---------- ENTRIES PROVIDED ----------

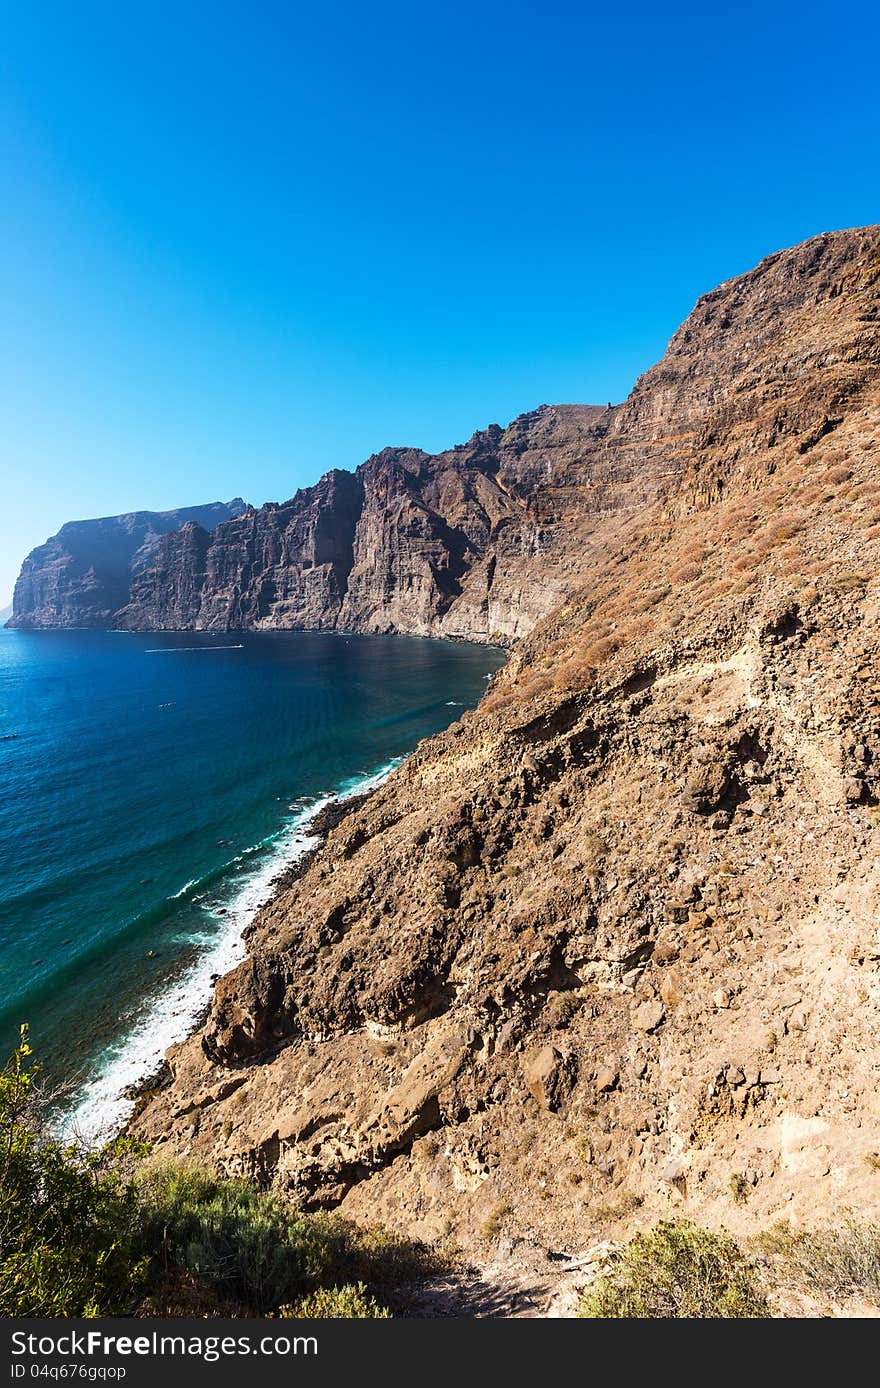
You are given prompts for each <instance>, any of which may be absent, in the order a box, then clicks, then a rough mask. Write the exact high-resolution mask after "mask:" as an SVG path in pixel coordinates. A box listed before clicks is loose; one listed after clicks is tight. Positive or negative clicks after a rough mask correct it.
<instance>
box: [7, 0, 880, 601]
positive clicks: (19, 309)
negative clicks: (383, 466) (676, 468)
mask: <svg viewBox="0 0 880 1388" xmlns="http://www.w3.org/2000/svg"><path fill="white" fill-rule="evenodd" d="M879 51H880V17H879V12H877V10H876V7H874V6H873V4H872V6H869V4H865V3H862V0H855V3H854V4H849V6H847V7H845V10H841V11H837V12H836V11H829V8H827V6H822V7H820V6H818V4H812V3H809V0H808V3H802V4H794V3H788V0H786V3H780V4H773V3H770V4H761V6H759V4H752V3H743V4H738V6H736V7H709V6H704V4H676V3H673V4H670V6H666V7H658V6H648V4H641V3H638V4H630V6H629V7H620V6H609V4H608V6H595V4H583V3H582V4H579V3H568V0H566V3H555V0H548V3H541V4H540V6H539V4H537V3H529V4H523V3H518V0H509V3H498V0H486V3H482V0H472V3H466V4H465V3H459V0H451V3H448V4H446V6H443V7H422V6H414V4H411V3H409V4H403V3H383V0H378V3H375V4H369V6H366V4H353V3H328V4H323V6H321V7H316V6H305V4H300V3H276V0H264V3H261V4H257V6H254V4H250V6H244V4H242V3H240V0H229V3H228V4H223V6H212V4H207V3H204V4H203V3H193V0H179V3H176V4H174V6H172V4H169V3H167V0H158V3H154V4H150V6H146V4H142V3H132V4H126V6H118V4H110V3H105V0H96V3H90V0H86V3H83V4H72V3H60V0H47V3H44V4H40V6H12V4H11V3H8V0H7V3H6V4H4V6H3V43H1V46H0V294H1V301H3V307H1V311H0V497H1V502H3V504H1V505H0V608H3V607H4V605H6V602H7V601H10V598H11V591H12V584H14V579H15V575H17V572H18V568H19V565H21V559H22V558H24V555H25V554H26V552H28V550H31V548H32V547H33V545H35V544H39V543H42V541H43V540H44V539H46V537H47V536H49V534H51V533H54V532H56V530H57V529H58V526H60V525H61V523H62V522H64V521H67V519H81V518H85V516H93V515H110V514H115V512H119V511H129V509H144V508H150V509H165V508H171V507H179V505H192V504H197V502H204V501H210V500H215V498H222V500H228V498H229V497H233V496H236V494H242V496H244V497H246V498H247V500H248V501H253V502H255V504H260V502H262V501H265V500H283V498H286V497H289V496H290V494H291V493H293V491H294V490H296V487H297V486H303V484H307V483H310V482H314V480H315V479H316V477H318V476H319V473H321V472H323V471H326V469H328V468H330V466H350V468H353V466H357V464H358V462H361V461H362V459H364V458H365V457H368V455H369V454H371V452H373V451H376V450H378V448H380V447H383V446H384V444H389V443H398V444H418V446H421V447H425V448H429V450H439V448H443V447H447V446H450V444H452V443H457V441H461V440H465V439H468V437H469V434H471V433H472V432H473V430H475V429H477V428H483V426H484V425H487V423H490V422H493V421H494V422H498V423H507V422H508V419H511V418H512V416H514V415H516V414H521V412H522V411H525V409H530V408H533V407H534V405H537V404H541V403H544V401H547V403H551V401H598V403H604V401H607V400H615V401H616V400H620V398H623V397H625V396H626V394H627V391H629V390H630V387H632V384H633V380H634V378H636V376H637V375H638V372H640V371H643V369H645V368H647V366H650V365H651V362H654V361H655V359H657V358H658V357H659V355H661V354H662V351H663V347H665V343H666V341H668V339H669V336H670V335H672V332H673V330H675V328H676V326H677V323H679V322H680V319H682V318H683V316H684V315H686V314H687V312H688V311H690V308H691V307H693V304H694V300H695V298H697V297H698V294H701V293H702V291H705V290H708V289H711V287H712V286H713V285H715V283H718V282H719V280H722V279H727V278H730V276H731V275H736V273H740V272H741V271H745V269H748V268H750V266H751V265H752V264H755V262H756V261H758V260H759V258H761V257H762V255H765V254H768V253H770V251H773V250H777V248H779V247H781V246H788V244H793V243H795V242H799V240H804V239H805V237H808V236H812V235H815V233H818V232H822V230H830V229H834V228H841V226H854V225H861V223H869V222H876V221H880V178H879V175H880V103H879V101H877V53H879Z"/></svg>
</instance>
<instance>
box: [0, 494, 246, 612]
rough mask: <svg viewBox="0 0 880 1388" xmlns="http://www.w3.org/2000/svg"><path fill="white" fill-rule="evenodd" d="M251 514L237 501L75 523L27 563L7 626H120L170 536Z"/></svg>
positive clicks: (133, 511)
mask: <svg viewBox="0 0 880 1388" xmlns="http://www.w3.org/2000/svg"><path fill="white" fill-rule="evenodd" d="M244 509H246V507H244V502H243V501H242V498H240V497H236V498H235V500H233V501H214V502H210V504H208V505H204V507H183V508H182V509H179V511H132V512H129V514H128V515H121V516H104V518H103V519H100V521H69V522H68V523H67V525H62V526H61V529H60V530H58V533H57V534H56V536H51V539H49V540H47V541H46V544H42V545H39V547H37V548H36V550H32V551H31V554H29V555H28V558H26V559H25V562H24V564H22V568H21V575H19V577H18V582H17V584H15V595H14V600H12V615H11V618H10V620H8V622H7V626H11V627H21V629H39V627H43V629H44V627H108V626H114V625H115V619H117V613H118V612H119V609H121V608H122V607H124V604H126V602H128V600H129V594H130V586H132V580H133V577H135V576H136V575H139V573H142V572H143V570H144V569H147V568H149V566H150V565H151V564H153V561H154V559H155V555H157V551H158V548H160V545H161V540H162V536H165V534H168V533H174V532H176V530H179V529H180V526H185V525H189V526H198V527H200V529H201V530H203V533H207V532H210V530H212V529H214V527H215V526H217V525H219V523H221V521H228V519H229V518H230V516H236V515H240V512H242V511H244Z"/></svg>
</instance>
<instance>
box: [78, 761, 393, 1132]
mask: <svg viewBox="0 0 880 1388" xmlns="http://www.w3.org/2000/svg"><path fill="white" fill-rule="evenodd" d="M400 761H401V758H396V759H394V761H391V762H387V763H386V765H384V766H380V768H379V769H378V770H375V772H371V773H369V775H368V776H353V777H351V779H350V780H346V781H343V783H341V786H340V787H339V788H337V791H336V795H325V797H323V798H321V799H316V801H314V802H311V804H310V805H308V806H305V808H303V809H300V811H298V812H297V813H296V815H294V816H293V818H291V819H290V822H289V823H287V826H286V827H285V829H283V831H282V833H280V836H279V837H278V838H276V840H275V843H273V845H272V847H271V848H269V849H266V852H265V856H264V858H262V861H261V862H260V865H258V866H255V868H254V870H253V872H250V873H248V874H247V876H246V877H239V879H237V880H236V881H235V884H233V890H232V894H230V895H228V897H226V895H225V891H228V888H225V890H221V892H218V897H222V898H223V899H222V901H218V902H217V904H218V905H222V906H223V908H225V915H222V916H217V917H214V920H215V922H217V926H215V929H214V930H211V931H210V933H205V936H204V937H203V941H201V945H200V952H198V955H197V958H196V959H194V960H193V963H190V965H189V966H187V967H186V969H185V972H183V973H182V974H180V976H179V977H178V979H176V980H175V981H174V983H172V984H171V985H169V987H168V988H167V990H165V991H164V992H161V994H158V997H154V998H150V999H147V1001H146V1002H144V1006H143V1008H142V1010H140V1012H139V1015H137V1016H136V1017H135V1020H133V1022H132V1026H130V1027H129V1030H128V1031H126V1033H125V1034H124V1035H122V1037H121V1038H119V1040H118V1041H117V1042H115V1044H112V1045H111V1047H110V1048H108V1051H107V1053H105V1056H104V1060H103V1065H101V1069H100V1072H99V1074H96V1076H94V1077H93V1078H92V1080H89V1081H87V1083H86V1085H85V1087H83V1090H82V1092H81V1094H79V1097H78V1101H76V1106H75V1108H74V1109H72V1110H71V1112H69V1113H68V1115H67V1117H65V1119H64V1122H62V1134H64V1135H67V1137H78V1138H81V1140H83V1141H85V1142H87V1144H92V1145H97V1144H99V1142H103V1141H107V1138H110V1137H112V1134H114V1133H117V1131H118V1130H119V1127H121V1126H122V1124H124V1123H125V1120H126V1119H128V1116H129V1113H130V1112H132V1108H133V1105H135V1101H133V1099H130V1098H126V1095H125V1091H126V1090H129V1088H130V1085H136V1084H139V1083H142V1081H143V1080H146V1078H149V1076H151V1074H155V1072H157V1070H158V1069H160V1066H161V1063H162V1059H164V1055H165V1051H167V1049H168V1047H171V1045H175V1044H176V1042H178V1041H183V1040H185V1038H186V1037H187V1035H189V1034H190V1033H192V1031H193V1029H194V1027H196V1024H197V1023H198V1017H200V1015H201V1013H203V1012H204V1008H205V1005H207V1004H208V1001H210V998H211V990H212V987H214V980H215V979H217V976H218V974H222V973H226V972H228V970H229V969H235V966H236V965H237V963H240V962H242V960H243V959H244V956H246V949H244V941H243V940H242V933H243V931H244V929H246V927H247V926H248V924H250V922H251V920H253V919H254V916H255V915H257V912H258V911H260V908H261V906H264V905H265V902H266V901H268V899H269V898H271V897H272V890H273V883H275V879H276V877H278V876H279V874H280V873H282V872H283V870H285V869H286V868H290V866H291V865H293V863H296V862H297V861H298V859H300V858H301V856H303V854H305V852H308V849H310V848H314V847H315V844H316V843H318V838H316V837H315V834H314V833H311V826H312V823H314V820H315V816H316V815H318V812H319V811H322V809H323V808H325V805H329V804H330V801H332V799H335V798H336V799H350V798H351V797H354V795H359V794H364V793H365V791H369V790H375V787H376V786H380V784H382V781H383V780H386V779H387V777H389V776H390V775H391V772H393V770H394V768H396V766H398V765H400ZM194 886H196V883H194V881H190V883H187V884H186V887H183V888H182V890H180V891H179V892H176V894H175V895H178V897H182V895H183V894H185V892H186V891H189V890H190V888H192V887H194ZM207 913H208V915H210V908H208V909H207Z"/></svg>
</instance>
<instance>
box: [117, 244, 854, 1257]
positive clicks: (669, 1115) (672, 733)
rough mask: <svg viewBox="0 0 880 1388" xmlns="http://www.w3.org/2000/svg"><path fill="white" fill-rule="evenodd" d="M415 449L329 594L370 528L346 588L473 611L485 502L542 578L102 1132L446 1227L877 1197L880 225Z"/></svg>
mask: <svg viewBox="0 0 880 1388" xmlns="http://www.w3.org/2000/svg"><path fill="white" fill-rule="evenodd" d="M444 458H446V461H444V465H443V468H441V469H440V468H437V465H436V461H430V464H429V462H426V461H425V458H423V455H407V458H405V459H401V458H400V457H398V455H394V454H391V455H380V458H379V459H371V462H369V464H368V465H365V469H361V472H359V473H358V477H359V479H361V484H362V486H364V497H365V500H364V508H362V511H361V512H359V518H361V519H358V526H359V525H361V523H362V518H364V516H369V518H371V519H369V526H365V527H364V532H362V539H361V543H362V544H364V548H362V550H358V537H357V534H355V551H357V558H355V562H354V564H353V568H351V570H350V573H348V579H347V589H346V597H344V600H343V601H350V600H351V601H354V598H357V601H358V602H365V601H366V598H365V597H364V594H362V590H361V589H359V587H358V584H359V582H361V580H359V577H358V575H359V573H364V572H365V566H366V554H369V552H382V554H391V552H393V554H396V555H397V557H398V558H396V564H394V566H393V572H391V573H390V575H387V576H386V579H384V580H383V584H382V586H380V589H379V587H378V589H376V590H375V593H372V594H371V601H373V604H375V605H373V608H371V613H375V616H372V615H371V618H369V620H375V623H376V626H382V625H383V623H386V622H389V620H397V619H398V616H397V615H398V613H400V612H401V608H400V607H397V605H396V604H400V602H401V601H403V594H404V593H405V595H407V604H408V607H407V612H408V618H407V619H408V620H411V619H412V620H415V616H414V613H418V615H419V616H418V619H419V620H423V619H425V613H426V612H439V611H440V608H439V607H436V598H434V595H433V594H434V593H441V594H443V601H444V602H446V604H447V605H446V608H444V613H443V615H441V616H440V618H439V620H440V623H443V622H444V620H447V619H448V620H452V616H451V615H450V613H464V612H465V611H477V609H479V602H477V593H482V591H484V590H486V587H487V580H486V579H484V577H480V580H479V583H476V580H475V579H473V576H475V575H477V573H480V572H482V570H480V565H482V564H484V562H486V559H484V555H486V554H487V552H489V551H487V548H486V544H487V541H486V536H491V545H493V551H491V552H493V554H494V555H497V565H496V568H497V570H498V572H500V570H502V569H504V573H505V577H504V583H505V584H507V587H505V593H507V595H508V600H509V601H511V604H512V605H514V602H515V590H516V584H518V583H522V584H523V587H525V586H527V577H526V575H527V572H529V570H527V568H526V565H527V564H529V562H532V558H533V555H534V550H536V548H537V547H539V545H544V544H545V545H547V551H548V552H550V551H551V552H552V554H554V580H552V582H554V583H557V582H558V583H559V586H561V590H562V601H559V602H558V604H557V605H555V607H554V609H552V611H551V612H548V615H547V616H545V618H544V619H543V620H539V622H537V625H536V626H534V627H533V630H532V632H530V634H529V636H527V637H525V638H523V640H521V641H519V643H518V645H516V647H515V650H514V652H512V657H511V661H509V662H508V665H507V666H505V669H504V670H502V672H501V673H500V675H497V676H496V677H494V680H493V683H491V686H490V690H489V694H487V697H486V698H484V700H483V702H482V705H480V706H479V708H477V709H476V711H473V712H471V713H466V715H465V716H464V718H462V719H461V722H458V723H455V725H452V726H451V727H450V729H448V730H447V731H446V733H444V734H441V736H440V737H436V738H433V740H430V741H429V743H425V744H422V747H421V748H419V750H418V751H416V752H415V754H414V755H412V756H411V758H409V759H408V761H407V762H405V763H404V765H403V766H401V768H400V769H398V770H397V772H396V773H394V776H393V777H391V779H390V781H389V783H387V784H386V786H384V787H382V788H380V790H379V791H376V793H375V794H373V795H371V797H369V798H368V799H366V801H365V802H364V804H362V805H359V806H357V808H354V809H353V811H351V812H350V813H348V815H347V816H346V818H344V819H343V822H341V823H340V824H337V827H335V829H333V830H332V831H330V833H329V836H328V838H326V843H325V845H323V847H322V848H321V849H319V851H318V852H316V854H315V855H314V856H312V858H311V859H310V861H308V862H307V863H305V865H304V866H303V869H301V872H300V874H298V877H296V879H291V880H287V881H286V884H285V886H283V887H282V888H280V891H279V894H278V897H276V899H275V901H273V902H272V904H271V905H269V906H268V908H265V909H264V912H262V913H261V915H260V917H258V919H257V922H255V923H254V926H253V929H251V930H250V933H248V941H247V942H248V951H250V956H248V959H247V962H246V963H243V965H242V966H240V967H239V969H236V970H235V972H233V973H230V974H229V976H226V977H225V979H222V980H221V981H219V984H218V987H217V991H215V997H214V1004H212V1008H211V1015H210V1019H208V1022H207V1024H205V1027H204V1029H203V1031H201V1033H200V1034H198V1035H196V1037H193V1038H192V1040H190V1041H187V1042H185V1044H183V1045H182V1047H179V1048H176V1049H175V1051H174V1052H172V1055H171V1066H172V1080H171V1083H169V1085H168V1087H165V1088H164V1090H161V1091H160V1092H158V1094H157V1097H155V1098H154V1099H153V1101H151V1102H150V1103H149V1105H147V1108H146V1109H144V1112H143V1113H142V1115H140V1116H139V1119H137V1122H136V1124H135V1126H136V1130H137V1131H139V1133H142V1134H144V1135H149V1137H150V1138H151V1140H153V1141H155V1142H157V1144H158V1145H160V1148H165V1149H172V1151H176V1152H192V1153H194V1155H197V1156H198V1158H201V1159H207V1160H211V1162H217V1163H219V1165H222V1166H223V1167H226V1169H229V1170H239V1171H248V1173H257V1174H258V1176H260V1177H262V1178H265V1180H271V1181H273V1183H275V1184H276V1185H278V1187H279V1188H282V1190H286V1191H290V1192H291V1195H293V1196H294V1198H296V1199H297V1201H300V1202H303V1203H305V1205H337V1206H341V1209H343V1210H344V1212H347V1213H350V1215H353V1216H354V1217H361V1219H366V1220H376V1219H379V1220H383V1221H386V1223H389V1224H391V1226H394V1227H397V1228H404V1230H408V1231H409V1233H414V1234H418V1235H422V1237H428V1238H440V1237H446V1235H450V1234H451V1235H454V1237H455V1239H457V1241H458V1242H459V1244H461V1245H464V1246H465V1248H468V1249H471V1251H472V1252H479V1251H483V1252H484V1253H487V1252H489V1251H490V1249H493V1248H494V1246H496V1244H497V1239H498V1237H500V1235H502V1237H504V1238H507V1239H509V1238H512V1239H516V1238H521V1239H526V1241H532V1242H540V1244H541V1245H543V1246H545V1248H550V1249H552V1251H554V1252H557V1253H558V1252H576V1251H577V1249H579V1248H583V1246H584V1245H586V1244H587V1242H589V1241H590V1239H591V1238H595V1237H608V1235H615V1234H618V1233H620V1231H623V1230H625V1228H626V1227H627V1223H630V1221H632V1220H633V1219H636V1220H638V1221H650V1220H651V1219H654V1217H657V1216H658V1215H669V1213H670V1212H679V1213H682V1212H683V1213H687V1215H691V1216H695V1217H700V1219H706V1220H709V1221H715V1223H726V1224H727V1226H730V1227H733V1228H743V1230H745V1228H752V1227H755V1224H766V1223H768V1221H770V1220H775V1219H779V1217H786V1219H790V1217H794V1219H795V1220H797V1219H802V1220H812V1219H815V1216H816V1213H818V1212H820V1210H827V1212H834V1210H836V1209H838V1208H840V1205H841V1203H845V1205H854V1206H858V1208H861V1209H863V1210H866V1212H869V1213H872V1212H873V1215H874V1216H876V1215H877V1212H879V1210H880V1194H879V1187H877V1174H876V1170H874V1166H876V1162H874V1160H873V1158H872V1153H876V1151H877V1149H879V1148H880V1102H879V1099H877V1091H876V1083H874V1078H876V1069H877V1066H879V1065H880V1047H879V1044H877V1035H879V1034H880V1027H879V1023H880V940H879V936H877V919H879V917H877V911H879V905H880V872H879V870H877V849H879V848H880V840H879V834H880V819H879V811H877V806H879V804H880V683H879V677H877V670H879V669H880V579H879V577H877V576H879V575H880V229H877V228H874V229H869V230H862V232H849V233H840V235H836V236H824V237H819V239H816V240H815V242H811V243H806V244H805V246H804V247H797V248H795V250H793V251H786V253H783V254H781V255H776V257H772V258H770V260H769V261H765V262H763V264H762V265H761V266H758V269H756V271H754V272H751V273H750V275H747V276H743V278H741V279H737V280H733V282H731V283H729V285H725V286H722V287H720V289H719V290H715V291H713V293H712V294H709V296H706V297H705V298H704V300H701V301H700V304H698V305H697V308H695V311H694V314H693V315H691V318H688V321H687V322H686V325H684V326H683V328H682V329H680V330H679V333H676V336H675V337H673V340H672V343H670V347H669V353H668V354H666V357H665V358H663V361H662V362H661V364H659V365H658V366H655V368H652V371H650V372H648V373H647V375H645V376H644V378H643V379H641V380H640V382H638V384H637V387H636V390H634V391H633V396H632V397H630V400H629V401H627V403H626V404H625V405H623V407H620V408H618V409H615V411H572V412H566V411H541V412H539V414H537V415H533V416H525V418H523V419H522V421H518V422H516V423H515V425H512V426H511V428H509V429H508V430H504V432H497V433H496V432H494V430H490V432H487V433H486V434H483V436H477V437H476V439H475V440H472V441H471V444H468V446H466V448H465V450H459V451H455V452H454V454H450V455H444ZM487 459H491V462H489V461H487ZM480 461H484V462H486V466H480V465H477V464H479V462H480ZM426 472H429V473H430V484H428V482H426ZM498 493H500V496H498ZM440 494H443V497H444V498H446V497H450V496H451V497H454V498H455V505H457V508H458V518H459V523H458V526H457V534H461V536H462V540H459V541H458V545H459V547H458V550H457V551H455V550H452V548H451V545H450V544H448V536H446V533H444V532H440V530H439V529H437V526H436V522H434V521H433V518H434V516H436V515H439V514H440V509H441V508H440V505H439V504H437V498H439V497H440ZM390 497H393V498H394V507H393V508H389V507H387V504H386V502H387V500H389V498H390ZM501 498H504V501H502V500H501ZM444 505H447V502H446V501H444ZM423 508H425V509H423ZM447 509H448V507H447ZM236 523H237V525H240V523H243V522H236ZM529 527H530V529H529ZM566 527H568V537H565V536H564V534H562V532H564V530H565V529H566ZM526 536H530V537H532V539H530V541H526V539H525V537H526ZM572 537H573V539H572ZM404 540H405V541H407V543H405V545H404ZM529 545H532V554H530V552H529ZM371 547H372V551H371ZM404 550H405V562H407V565H408V570H407V572H408V573H409V575H411V583H409V586H408V587H407V589H405V590H404V589H403V587H401V583H400V576H401V575H403V572H404V557H403V552H404ZM480 550H482V555H483V558H477V557H476V551H480ZM414 552H418V554H419V555H421V557H425V564H426V565H428V568H426V569H423V568H419V566H416V565H415V564H414V562H412V554H414ZM443 555H447V557H450V558H447V559H446V562H441V557H443ZM451 555H455V558H451ZM471 555H475V557H473V558H472V559H469V557H471ZM501 555H504V557H505V558H504V565H502V561H501ZM465 561H468V562H469V569H468V572H464V569H462V564H465ZM516 564H522V565H523V566H522V568H519V569H518V568H516ZM428 573H430V577H428V576H426V575H428ZM472 582H473V584H475V586H473V590H471V587H469V584H471V583H472ZM496 582H497V579H493V583H491V587H494V583H496ZM350 594H354V598H350ZM358 594H361V595H359V597H358ZM376 594H379V595H378V597H376ZM466 602H471V607H469V608H468V607H466ZM530 611H532V613H534V611H536V608H534V605H533V607H532V609H530ZM432 620H433V622H437V618H436V616H434V618H432ZM434 629H436V627H434ZM872 1162H873V1165H872ZM636 1212H637V1213H636ZM507 1246H509V1242H508V1245H507Z"/></svg>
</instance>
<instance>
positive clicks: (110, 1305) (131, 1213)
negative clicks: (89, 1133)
mask: <svg viewBox="0 0 880 1388" xmlns="http://www.w3.org/2000/svg"><path fill="white" fill-rule="evenodd" d="M36 1076H37V1069H36V1066H33V1065H32V1063H31V1047H29V1044H28V1029H26V1027H22V1029H21V1042H19V1045H18V1049H17V1051H15V1052H14V1055H12V1058H11V1059H10V1060H8V1063H7V1065H6V1067H4V1069H3V1073H1V1074H0V1316H100V1314H121V1313H125V1312H129V1310H130V1309H132V1305H133V1301H135V1296H136V1294H137V1289H139V1287H140V1285H142V1284H143V1280H144V1277H146V1269H147V1262H146V1258H144V1256H143V1253H142V1252H140V1249H139V1245H137V1239H136V1233H135V1212H136V1202H135V1191H133V1185H132V1183H130V1180H129V1178H128V1158H129V1155H130V1152H132V1144H124V1142H115V1144H111V1145H110V1146H108V1148H104V1151H103V1152H82V1151H81V1149H79V1148H78V1146H76V1145H71V1144H62V1142H58V1141H56V1140H53V1138H50V1137H47V1135H46V1134H44V1133H43V1130H42V1124H40V1119H39V1103H37V1099H39V1094H37V1090H36V1085H35V1080H36Z"/></svg>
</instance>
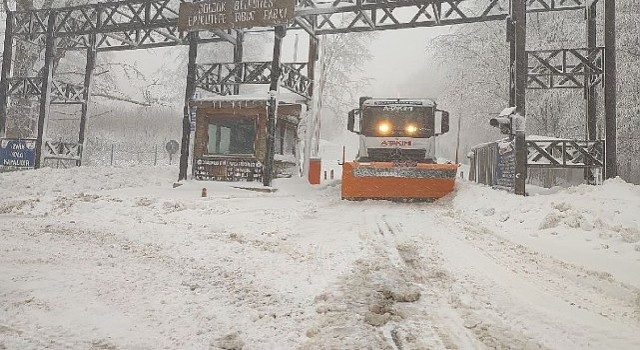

----------

**DIRECTIONS FOR THIS TASK**
The response is to contain exactly the lines from the beginning of the data through the line containing "positive clicks: (19, 309)", both ends included, and nothing else; omit the pictures.

**TASK ANSWER**
You are given prompts for each <instance>, any of which may be absent, in the order a box, then clicks, then a rough mask. Write the exact high-resolution mask after "mask:" as an SVG path in pixel coordinates. A box listed before clicks is loose; one listed after clicks is tight. Positive or negative clicks after a rough mask correct it.
<instance>
box: [7, 0, 880, 601]
positive clicks: (19, 309)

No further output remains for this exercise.